Every line below that mentions the word "rough" should be copied out.

==== INPUT MATERIAL

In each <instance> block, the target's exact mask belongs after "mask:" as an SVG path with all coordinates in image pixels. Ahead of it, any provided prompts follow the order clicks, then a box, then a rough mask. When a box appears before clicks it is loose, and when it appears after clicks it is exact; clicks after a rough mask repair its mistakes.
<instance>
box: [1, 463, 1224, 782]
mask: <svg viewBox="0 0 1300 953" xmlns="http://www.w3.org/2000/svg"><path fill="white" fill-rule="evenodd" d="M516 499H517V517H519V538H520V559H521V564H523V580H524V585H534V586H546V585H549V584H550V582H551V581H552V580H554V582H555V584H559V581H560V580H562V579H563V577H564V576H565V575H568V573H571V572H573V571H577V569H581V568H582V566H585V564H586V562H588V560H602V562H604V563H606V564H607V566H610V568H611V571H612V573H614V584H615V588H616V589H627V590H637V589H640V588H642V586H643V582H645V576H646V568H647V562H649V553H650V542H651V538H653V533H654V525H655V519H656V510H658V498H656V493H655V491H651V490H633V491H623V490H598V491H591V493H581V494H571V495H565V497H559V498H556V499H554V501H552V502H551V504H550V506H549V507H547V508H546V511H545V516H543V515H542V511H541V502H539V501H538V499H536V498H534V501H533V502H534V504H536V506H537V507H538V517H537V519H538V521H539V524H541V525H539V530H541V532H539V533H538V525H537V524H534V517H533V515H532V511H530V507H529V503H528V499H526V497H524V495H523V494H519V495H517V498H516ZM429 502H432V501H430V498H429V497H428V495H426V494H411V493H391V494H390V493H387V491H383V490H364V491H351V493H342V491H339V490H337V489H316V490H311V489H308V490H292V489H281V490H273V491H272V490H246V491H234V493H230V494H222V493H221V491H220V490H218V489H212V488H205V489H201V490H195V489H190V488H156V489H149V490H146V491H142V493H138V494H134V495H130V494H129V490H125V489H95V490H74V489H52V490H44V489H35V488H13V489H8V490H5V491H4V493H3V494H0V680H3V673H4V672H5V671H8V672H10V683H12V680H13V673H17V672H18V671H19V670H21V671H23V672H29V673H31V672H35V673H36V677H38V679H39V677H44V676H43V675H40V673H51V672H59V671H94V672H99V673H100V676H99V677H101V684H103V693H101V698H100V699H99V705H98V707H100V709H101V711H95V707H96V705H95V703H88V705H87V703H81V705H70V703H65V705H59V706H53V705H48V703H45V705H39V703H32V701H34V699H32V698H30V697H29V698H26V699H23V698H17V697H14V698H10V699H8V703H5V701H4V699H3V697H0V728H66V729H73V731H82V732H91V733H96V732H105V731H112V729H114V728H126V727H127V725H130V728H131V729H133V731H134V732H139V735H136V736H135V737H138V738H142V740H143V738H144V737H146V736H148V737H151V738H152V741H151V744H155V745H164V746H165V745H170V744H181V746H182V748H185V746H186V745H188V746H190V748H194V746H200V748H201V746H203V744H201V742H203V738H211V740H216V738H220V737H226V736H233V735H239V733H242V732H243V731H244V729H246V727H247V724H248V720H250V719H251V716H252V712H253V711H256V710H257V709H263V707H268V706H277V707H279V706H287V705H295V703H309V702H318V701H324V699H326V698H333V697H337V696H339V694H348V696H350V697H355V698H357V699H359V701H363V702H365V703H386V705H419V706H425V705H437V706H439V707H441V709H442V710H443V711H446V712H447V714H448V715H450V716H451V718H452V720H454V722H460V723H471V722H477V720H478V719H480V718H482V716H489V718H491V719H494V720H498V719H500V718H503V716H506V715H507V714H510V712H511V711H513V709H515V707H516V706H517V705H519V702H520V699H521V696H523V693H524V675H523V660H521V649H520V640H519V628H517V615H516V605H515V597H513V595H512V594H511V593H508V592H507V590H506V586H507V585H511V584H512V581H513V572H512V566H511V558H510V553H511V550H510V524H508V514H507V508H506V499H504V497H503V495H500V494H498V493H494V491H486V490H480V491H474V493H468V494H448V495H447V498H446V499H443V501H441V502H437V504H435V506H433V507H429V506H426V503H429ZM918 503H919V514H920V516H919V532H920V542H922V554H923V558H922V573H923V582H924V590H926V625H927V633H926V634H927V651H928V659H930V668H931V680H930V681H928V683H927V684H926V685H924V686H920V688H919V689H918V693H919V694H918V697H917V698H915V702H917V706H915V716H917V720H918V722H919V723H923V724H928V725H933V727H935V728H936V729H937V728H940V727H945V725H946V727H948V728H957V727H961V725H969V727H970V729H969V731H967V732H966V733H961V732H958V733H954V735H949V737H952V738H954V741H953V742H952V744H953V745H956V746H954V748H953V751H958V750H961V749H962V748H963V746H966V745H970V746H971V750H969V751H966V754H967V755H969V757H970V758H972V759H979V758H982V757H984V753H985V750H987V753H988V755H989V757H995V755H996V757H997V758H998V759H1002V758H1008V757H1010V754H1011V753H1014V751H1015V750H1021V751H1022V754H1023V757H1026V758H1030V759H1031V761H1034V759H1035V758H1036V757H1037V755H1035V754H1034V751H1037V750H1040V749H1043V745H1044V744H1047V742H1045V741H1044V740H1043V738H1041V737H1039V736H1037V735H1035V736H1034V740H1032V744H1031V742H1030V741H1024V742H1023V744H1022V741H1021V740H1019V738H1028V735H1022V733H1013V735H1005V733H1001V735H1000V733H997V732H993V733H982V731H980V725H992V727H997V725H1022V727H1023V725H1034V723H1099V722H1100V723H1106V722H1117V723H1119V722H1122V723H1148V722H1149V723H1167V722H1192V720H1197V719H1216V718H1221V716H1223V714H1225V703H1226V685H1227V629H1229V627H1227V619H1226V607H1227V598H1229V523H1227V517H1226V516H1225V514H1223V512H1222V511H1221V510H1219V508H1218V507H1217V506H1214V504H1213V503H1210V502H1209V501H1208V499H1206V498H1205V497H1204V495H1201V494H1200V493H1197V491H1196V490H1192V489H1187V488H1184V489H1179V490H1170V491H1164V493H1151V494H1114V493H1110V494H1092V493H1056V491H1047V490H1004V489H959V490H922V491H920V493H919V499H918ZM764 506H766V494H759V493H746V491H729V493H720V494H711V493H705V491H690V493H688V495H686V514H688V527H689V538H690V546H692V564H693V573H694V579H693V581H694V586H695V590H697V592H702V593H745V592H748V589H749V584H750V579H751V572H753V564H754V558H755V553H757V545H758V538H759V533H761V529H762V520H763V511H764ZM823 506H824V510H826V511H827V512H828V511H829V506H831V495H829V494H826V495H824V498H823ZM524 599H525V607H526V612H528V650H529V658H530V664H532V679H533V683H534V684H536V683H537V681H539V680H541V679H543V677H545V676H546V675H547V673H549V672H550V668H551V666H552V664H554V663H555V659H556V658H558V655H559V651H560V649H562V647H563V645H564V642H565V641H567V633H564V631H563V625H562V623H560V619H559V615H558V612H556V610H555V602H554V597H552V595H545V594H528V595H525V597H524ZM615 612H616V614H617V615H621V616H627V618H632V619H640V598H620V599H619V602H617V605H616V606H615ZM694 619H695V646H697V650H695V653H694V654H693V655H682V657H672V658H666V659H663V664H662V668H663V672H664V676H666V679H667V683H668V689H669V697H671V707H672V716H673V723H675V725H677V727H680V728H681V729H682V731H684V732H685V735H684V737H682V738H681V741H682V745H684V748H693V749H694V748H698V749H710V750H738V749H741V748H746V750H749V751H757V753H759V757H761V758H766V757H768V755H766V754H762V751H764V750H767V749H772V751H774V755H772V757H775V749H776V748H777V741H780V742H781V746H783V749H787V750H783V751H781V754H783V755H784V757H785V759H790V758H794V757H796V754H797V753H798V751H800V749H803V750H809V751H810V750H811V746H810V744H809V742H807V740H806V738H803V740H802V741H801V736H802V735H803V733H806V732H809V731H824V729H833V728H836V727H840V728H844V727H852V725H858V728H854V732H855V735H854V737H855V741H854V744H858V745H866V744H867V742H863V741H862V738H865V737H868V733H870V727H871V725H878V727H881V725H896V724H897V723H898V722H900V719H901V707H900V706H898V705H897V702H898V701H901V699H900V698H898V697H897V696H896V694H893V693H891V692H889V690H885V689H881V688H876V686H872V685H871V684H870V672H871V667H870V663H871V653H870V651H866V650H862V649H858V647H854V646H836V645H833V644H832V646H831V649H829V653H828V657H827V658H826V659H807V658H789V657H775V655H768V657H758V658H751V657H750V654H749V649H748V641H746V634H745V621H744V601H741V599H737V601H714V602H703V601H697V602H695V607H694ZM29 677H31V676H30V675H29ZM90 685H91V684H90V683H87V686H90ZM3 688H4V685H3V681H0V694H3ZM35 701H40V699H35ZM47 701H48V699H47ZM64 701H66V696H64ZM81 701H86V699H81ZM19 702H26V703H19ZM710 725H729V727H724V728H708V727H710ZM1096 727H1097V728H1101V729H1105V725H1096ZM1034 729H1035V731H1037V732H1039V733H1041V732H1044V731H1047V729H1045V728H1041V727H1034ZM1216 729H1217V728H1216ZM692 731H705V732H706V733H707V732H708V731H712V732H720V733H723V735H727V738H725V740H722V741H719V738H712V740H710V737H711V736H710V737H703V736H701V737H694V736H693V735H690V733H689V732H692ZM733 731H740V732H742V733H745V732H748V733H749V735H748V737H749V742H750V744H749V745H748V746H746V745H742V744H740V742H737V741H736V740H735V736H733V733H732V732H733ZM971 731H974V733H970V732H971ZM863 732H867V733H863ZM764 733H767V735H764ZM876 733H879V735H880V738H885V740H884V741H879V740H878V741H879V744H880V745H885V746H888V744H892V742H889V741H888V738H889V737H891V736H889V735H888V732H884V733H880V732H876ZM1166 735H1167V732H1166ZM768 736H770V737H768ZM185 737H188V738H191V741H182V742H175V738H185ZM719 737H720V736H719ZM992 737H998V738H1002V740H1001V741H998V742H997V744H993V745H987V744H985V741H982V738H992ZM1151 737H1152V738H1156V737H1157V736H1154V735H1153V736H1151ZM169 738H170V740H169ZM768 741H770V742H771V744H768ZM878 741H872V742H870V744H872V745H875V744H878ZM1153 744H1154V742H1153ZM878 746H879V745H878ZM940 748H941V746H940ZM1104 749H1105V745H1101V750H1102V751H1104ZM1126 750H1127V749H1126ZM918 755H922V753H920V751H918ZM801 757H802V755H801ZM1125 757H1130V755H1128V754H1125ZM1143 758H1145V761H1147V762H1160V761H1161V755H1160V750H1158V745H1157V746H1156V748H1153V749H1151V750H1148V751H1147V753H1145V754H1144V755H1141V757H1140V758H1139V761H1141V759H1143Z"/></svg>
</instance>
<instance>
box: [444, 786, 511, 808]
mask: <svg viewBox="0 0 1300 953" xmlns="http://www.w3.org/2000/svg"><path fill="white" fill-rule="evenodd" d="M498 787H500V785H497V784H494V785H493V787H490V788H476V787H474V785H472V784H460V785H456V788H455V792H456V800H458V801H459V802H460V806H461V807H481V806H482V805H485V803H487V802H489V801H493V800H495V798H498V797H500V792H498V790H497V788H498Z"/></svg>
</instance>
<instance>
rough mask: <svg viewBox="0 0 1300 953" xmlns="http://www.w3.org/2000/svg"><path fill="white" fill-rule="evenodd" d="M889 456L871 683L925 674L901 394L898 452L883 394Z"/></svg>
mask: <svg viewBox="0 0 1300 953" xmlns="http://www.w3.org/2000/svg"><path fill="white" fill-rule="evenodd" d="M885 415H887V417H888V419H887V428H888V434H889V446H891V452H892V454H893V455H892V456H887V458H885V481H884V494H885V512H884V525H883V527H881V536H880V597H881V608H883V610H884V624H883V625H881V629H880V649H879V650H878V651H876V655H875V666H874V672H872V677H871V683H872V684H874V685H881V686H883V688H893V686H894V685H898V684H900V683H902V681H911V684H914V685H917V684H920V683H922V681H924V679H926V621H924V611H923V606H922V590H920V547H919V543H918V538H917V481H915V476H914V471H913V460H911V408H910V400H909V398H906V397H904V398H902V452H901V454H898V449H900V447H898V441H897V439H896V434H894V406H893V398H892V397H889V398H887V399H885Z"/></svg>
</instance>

========

◆ **RESPONSE TO THIS TASK**:
In each <instance> block, the target's exact mask belongs after "mask:" as an SVG path with all coordinates in image pixels. Ahead of it, any provided prompts follow the order clicks, then a box, then a rough mask. When a box appears before clicks it is loose, and when it appears after clicks it is exact; clicks after a rough mask repair its mistakes.
rough mask: <svg viewBox="0 0 1300 953" xmlns="http://www.w3.org/2000/svg"><path fill="white" fill-rule="evenodd" d="M889 456L871 683L925 674L901 394L898 452L883 394Z"/></svg>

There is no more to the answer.